▶ _Instructions for the task_
Show each line of the material below that contains the string "simplified". Case matters.

-- START Supplied entries --

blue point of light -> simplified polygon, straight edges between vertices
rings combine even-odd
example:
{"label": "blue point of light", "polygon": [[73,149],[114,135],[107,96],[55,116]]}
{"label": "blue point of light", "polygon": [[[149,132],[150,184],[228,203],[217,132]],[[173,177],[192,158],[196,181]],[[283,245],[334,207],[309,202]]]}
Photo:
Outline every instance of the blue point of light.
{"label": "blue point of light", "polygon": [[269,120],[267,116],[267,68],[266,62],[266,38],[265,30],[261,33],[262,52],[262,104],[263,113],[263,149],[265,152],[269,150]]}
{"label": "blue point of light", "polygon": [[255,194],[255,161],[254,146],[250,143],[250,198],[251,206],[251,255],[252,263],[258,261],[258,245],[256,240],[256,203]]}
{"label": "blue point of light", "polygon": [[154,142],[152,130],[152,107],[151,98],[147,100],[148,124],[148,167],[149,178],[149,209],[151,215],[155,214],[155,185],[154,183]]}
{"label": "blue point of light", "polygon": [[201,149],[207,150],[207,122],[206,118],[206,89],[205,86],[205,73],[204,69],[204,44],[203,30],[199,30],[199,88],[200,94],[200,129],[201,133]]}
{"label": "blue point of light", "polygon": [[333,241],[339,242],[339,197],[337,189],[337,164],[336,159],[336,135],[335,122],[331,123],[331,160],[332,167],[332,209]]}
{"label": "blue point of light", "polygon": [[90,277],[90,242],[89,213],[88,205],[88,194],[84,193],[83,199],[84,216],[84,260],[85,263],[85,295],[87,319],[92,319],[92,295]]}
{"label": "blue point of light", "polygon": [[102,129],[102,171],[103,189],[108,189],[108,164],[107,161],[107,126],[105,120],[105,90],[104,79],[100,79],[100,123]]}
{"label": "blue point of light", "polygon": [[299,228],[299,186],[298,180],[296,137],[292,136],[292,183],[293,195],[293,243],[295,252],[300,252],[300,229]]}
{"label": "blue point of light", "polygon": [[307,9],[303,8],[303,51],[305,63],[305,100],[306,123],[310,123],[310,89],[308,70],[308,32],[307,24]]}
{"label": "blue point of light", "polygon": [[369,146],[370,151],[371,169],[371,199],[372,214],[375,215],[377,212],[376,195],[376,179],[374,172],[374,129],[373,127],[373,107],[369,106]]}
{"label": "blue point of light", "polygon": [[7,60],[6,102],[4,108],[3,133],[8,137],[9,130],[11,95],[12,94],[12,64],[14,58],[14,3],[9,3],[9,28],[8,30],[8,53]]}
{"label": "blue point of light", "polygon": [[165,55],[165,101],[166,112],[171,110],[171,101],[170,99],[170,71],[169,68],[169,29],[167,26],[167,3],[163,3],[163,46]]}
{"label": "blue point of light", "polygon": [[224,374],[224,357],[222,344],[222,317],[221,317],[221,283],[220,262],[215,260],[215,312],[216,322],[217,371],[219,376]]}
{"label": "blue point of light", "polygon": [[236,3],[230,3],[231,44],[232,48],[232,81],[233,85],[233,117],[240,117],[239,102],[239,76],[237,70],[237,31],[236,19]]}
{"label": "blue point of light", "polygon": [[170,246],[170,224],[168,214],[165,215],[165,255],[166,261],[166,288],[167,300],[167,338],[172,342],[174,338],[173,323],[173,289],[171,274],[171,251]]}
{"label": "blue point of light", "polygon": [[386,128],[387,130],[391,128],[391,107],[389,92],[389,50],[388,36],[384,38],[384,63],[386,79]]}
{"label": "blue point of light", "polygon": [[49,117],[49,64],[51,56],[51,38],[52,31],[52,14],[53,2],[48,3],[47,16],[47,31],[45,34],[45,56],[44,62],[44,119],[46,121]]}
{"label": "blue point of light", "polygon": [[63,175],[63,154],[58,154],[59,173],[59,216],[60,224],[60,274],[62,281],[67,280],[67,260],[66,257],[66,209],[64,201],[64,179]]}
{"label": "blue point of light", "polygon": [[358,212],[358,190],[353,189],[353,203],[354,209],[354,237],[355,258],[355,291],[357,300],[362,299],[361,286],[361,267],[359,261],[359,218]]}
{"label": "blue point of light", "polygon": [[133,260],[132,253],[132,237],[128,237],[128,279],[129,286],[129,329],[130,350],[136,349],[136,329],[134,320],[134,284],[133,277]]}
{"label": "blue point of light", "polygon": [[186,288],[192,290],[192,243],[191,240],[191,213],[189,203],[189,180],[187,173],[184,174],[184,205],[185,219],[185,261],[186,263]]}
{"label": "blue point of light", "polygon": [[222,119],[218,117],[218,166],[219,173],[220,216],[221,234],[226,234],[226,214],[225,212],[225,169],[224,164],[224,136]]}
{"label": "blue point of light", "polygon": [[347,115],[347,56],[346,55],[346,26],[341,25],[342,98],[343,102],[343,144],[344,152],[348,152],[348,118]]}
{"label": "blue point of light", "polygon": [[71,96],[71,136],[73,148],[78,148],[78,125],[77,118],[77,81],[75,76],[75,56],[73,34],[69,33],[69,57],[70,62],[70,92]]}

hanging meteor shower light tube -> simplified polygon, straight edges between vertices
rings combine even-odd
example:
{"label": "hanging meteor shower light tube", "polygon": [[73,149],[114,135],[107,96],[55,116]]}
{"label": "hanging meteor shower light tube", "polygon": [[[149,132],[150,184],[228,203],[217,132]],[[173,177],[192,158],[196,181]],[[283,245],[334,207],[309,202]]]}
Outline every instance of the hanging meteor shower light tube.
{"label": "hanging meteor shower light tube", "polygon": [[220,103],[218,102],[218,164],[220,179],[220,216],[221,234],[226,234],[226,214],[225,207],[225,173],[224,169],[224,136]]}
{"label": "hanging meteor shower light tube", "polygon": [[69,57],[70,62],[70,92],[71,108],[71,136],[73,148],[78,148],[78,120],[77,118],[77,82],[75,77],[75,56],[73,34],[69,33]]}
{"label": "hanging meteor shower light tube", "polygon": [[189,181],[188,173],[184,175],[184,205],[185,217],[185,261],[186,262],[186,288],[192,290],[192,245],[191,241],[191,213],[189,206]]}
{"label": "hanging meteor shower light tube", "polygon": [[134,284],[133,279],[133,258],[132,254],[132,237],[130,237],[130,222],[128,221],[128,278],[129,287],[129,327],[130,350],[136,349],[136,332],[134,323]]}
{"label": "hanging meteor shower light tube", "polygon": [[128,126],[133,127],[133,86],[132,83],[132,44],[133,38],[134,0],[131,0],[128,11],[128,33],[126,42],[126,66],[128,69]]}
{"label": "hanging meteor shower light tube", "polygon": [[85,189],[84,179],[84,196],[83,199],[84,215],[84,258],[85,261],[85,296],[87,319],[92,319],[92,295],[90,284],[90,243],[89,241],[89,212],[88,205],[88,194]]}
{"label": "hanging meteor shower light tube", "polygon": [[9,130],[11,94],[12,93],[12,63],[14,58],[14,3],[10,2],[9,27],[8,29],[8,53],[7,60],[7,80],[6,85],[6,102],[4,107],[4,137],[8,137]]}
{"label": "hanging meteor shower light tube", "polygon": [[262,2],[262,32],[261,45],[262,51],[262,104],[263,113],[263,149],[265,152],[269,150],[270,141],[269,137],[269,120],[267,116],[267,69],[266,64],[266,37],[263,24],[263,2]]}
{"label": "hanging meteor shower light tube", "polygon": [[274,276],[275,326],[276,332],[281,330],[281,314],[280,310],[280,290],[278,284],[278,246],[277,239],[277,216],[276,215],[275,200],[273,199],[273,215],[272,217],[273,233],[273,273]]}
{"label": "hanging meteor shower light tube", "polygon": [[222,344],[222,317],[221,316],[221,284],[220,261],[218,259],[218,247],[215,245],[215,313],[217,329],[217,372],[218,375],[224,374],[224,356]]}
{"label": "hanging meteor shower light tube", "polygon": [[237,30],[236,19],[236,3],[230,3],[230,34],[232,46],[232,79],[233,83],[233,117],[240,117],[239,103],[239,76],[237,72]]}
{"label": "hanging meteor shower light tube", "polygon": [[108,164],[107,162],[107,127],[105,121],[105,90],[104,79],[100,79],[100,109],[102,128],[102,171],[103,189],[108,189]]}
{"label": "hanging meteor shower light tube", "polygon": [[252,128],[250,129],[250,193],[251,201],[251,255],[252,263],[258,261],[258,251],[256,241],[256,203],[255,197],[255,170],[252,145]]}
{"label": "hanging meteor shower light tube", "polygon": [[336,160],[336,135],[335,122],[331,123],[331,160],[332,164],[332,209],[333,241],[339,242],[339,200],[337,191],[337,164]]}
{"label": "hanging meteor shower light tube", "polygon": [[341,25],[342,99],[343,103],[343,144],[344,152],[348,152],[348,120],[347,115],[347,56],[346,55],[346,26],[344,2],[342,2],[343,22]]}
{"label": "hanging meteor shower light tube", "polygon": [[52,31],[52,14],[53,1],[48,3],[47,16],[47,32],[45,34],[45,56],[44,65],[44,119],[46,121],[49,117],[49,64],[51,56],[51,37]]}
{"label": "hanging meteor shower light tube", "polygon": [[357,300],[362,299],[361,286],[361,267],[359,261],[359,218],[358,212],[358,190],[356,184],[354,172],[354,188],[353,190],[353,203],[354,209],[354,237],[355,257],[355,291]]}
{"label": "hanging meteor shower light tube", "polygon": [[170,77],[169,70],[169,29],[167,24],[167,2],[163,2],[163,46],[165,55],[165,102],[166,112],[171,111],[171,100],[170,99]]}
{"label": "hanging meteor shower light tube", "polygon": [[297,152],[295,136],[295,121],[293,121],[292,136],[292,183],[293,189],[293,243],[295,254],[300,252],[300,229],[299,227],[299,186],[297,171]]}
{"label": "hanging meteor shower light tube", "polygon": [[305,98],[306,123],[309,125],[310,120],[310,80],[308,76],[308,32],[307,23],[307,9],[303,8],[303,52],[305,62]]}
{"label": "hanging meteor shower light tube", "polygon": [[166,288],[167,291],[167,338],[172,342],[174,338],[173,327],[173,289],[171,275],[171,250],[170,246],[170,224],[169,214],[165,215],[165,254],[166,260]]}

-- END Supplied entries --

▶ _Reply to the task_
blue point of light -> simplified polygon, straight edges between vertices
hanging meteor shower light tube -> simplified polygon, straight edges between vertices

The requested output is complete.